Provided text:
Aquatic Species


2011 Aquatic Nuisance
Species Survey

In partnership with SUNY Oneonta's Biological Field Station, CRISP identified aggressive high threat aquatic nuisance species. In the summer of 2011, a survey was taken of aquatic exotics found in lakes and streams of the Catskill region.


Water Chestnut  

(Trapa natans)

This import is not the tasty veggie you might find in your chow mein, but rather a floating rosette of spongy leaves with a nasty nut. Unchecked water chestnut plants will form a dense mat that decreases oxygen levels, restricts silt movement, and shades out native plants. This plant has only been detected in a few water bodies in the CRISP region and is relatively easy to remove.  Report sightings of water chestnut right away so that efforts to control it can begin.

Credit: Wikipedia

Credit: Wikipedia


(Didymosphenia geminata)

This diatom (single-celled algae) isn't really a plant, but it is green, grows in water and can cause a lot of problems.  When it blooms in mid-summer, it creates a blanket across the bottom of cold, clear streams and deprives all bottom-dwelling critters of the oxygen they need to survive.  These critters are the main food source for trout, so their absence has a serious impact on the food web. 


Eurasian Watermilfoil

(Myriophyllum spicatum)

This species grows in slow-moving or stagnant water, so if you have a lake or pond on or around your property, watch for this plant! This rapidly growing, submerged plant forms dense mats that prevent native plants from receiving adequate sunlight.  In addition, thick mats of Eurasian watermilfoil can inhibit recreation and alter aquatic ecosystems by displacing fish habitat.

Listed entries:
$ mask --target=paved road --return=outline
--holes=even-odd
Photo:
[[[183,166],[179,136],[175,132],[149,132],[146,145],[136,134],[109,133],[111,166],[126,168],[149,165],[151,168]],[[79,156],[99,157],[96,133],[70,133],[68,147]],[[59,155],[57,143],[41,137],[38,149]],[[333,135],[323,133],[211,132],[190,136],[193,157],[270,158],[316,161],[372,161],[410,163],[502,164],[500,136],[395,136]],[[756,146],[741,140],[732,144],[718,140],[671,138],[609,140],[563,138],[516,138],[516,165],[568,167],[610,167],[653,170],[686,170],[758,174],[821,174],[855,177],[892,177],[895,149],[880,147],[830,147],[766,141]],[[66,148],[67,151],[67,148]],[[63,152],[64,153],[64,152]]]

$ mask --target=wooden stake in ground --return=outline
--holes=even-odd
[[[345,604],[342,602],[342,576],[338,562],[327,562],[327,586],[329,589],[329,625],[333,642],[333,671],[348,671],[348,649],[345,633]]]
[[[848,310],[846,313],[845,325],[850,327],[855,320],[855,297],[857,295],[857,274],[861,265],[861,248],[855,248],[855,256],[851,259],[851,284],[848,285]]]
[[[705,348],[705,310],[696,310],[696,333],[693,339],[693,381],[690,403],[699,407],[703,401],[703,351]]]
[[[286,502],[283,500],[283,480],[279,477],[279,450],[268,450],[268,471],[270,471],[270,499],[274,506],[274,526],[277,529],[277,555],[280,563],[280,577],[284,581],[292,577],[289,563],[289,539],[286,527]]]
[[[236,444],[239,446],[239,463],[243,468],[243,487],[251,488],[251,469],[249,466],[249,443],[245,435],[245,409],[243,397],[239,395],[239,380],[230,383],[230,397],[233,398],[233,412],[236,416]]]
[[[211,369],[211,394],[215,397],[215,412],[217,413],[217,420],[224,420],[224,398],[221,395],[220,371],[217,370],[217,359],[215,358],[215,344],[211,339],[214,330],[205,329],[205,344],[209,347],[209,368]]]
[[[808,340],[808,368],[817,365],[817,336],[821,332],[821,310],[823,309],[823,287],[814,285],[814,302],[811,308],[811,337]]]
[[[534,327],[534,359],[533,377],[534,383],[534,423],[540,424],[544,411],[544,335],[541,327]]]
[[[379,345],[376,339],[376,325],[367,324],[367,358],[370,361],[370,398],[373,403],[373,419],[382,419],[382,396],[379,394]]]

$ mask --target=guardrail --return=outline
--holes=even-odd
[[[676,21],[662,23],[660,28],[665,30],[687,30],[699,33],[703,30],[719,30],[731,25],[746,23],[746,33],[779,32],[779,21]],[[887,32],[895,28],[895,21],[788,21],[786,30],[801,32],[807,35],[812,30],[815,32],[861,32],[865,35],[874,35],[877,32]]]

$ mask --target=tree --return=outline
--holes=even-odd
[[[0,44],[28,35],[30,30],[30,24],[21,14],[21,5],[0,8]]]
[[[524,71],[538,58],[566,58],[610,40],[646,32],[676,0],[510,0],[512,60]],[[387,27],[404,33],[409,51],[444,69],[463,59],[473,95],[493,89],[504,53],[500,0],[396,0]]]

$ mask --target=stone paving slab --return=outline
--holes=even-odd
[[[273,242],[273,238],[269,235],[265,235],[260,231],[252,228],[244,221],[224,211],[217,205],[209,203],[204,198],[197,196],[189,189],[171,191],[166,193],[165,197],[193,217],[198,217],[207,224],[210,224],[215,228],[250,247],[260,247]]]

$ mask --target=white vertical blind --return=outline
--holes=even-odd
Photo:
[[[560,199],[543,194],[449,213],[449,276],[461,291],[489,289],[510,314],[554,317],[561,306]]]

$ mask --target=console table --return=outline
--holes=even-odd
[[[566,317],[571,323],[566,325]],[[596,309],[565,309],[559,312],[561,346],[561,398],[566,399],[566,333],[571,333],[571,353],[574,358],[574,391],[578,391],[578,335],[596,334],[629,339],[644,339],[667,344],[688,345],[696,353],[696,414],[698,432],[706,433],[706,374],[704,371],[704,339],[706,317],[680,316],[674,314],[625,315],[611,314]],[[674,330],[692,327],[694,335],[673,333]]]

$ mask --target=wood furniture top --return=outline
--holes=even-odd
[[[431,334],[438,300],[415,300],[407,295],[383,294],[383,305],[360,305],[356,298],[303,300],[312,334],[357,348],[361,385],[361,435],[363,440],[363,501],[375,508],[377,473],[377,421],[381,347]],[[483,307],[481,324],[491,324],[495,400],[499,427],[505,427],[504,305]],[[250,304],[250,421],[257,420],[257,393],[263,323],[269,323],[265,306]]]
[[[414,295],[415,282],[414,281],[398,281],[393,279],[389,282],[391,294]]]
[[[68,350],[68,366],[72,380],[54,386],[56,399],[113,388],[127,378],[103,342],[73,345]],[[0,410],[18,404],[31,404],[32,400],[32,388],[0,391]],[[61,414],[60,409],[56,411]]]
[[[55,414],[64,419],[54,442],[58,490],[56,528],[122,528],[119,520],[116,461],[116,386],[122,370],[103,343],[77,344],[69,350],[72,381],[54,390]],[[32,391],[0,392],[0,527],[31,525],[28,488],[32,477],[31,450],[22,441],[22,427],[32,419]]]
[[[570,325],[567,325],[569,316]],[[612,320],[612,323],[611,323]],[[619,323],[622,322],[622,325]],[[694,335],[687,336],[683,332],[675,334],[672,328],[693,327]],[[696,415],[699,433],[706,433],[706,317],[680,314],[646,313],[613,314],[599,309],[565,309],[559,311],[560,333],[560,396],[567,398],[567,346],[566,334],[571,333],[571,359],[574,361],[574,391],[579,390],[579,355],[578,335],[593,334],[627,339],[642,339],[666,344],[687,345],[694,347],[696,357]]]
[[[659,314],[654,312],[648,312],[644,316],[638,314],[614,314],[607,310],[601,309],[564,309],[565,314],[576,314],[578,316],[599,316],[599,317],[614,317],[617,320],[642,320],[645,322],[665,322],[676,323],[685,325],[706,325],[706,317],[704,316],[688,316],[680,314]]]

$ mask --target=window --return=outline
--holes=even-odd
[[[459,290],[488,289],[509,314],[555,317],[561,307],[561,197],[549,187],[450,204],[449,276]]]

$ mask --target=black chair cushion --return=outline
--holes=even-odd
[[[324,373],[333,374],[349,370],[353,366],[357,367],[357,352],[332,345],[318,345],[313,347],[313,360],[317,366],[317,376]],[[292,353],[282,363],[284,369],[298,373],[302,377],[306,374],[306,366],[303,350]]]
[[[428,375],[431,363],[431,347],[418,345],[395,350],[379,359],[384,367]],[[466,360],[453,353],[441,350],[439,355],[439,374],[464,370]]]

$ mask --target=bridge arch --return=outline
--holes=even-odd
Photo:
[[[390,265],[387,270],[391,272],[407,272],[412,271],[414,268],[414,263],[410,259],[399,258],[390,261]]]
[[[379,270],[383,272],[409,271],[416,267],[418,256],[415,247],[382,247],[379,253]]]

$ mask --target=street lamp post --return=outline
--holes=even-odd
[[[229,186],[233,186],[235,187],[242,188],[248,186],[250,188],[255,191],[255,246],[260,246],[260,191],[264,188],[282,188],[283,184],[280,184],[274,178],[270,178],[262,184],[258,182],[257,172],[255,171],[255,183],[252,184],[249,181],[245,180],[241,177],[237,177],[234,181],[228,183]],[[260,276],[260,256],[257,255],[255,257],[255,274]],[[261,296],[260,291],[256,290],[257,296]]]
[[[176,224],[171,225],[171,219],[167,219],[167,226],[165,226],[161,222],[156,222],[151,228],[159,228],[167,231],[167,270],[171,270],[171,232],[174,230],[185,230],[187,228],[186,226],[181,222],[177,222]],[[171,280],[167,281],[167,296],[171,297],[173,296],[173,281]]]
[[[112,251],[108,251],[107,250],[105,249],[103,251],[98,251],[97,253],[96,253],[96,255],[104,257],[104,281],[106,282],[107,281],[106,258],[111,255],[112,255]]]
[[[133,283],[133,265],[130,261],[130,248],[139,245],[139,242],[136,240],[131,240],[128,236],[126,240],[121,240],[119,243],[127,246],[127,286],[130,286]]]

Your objective: In the aquatic nuisance species text above, what kind of water does Eurasian watermilfoil grow in?

Exercise solution: Slow-moving or stagnant water.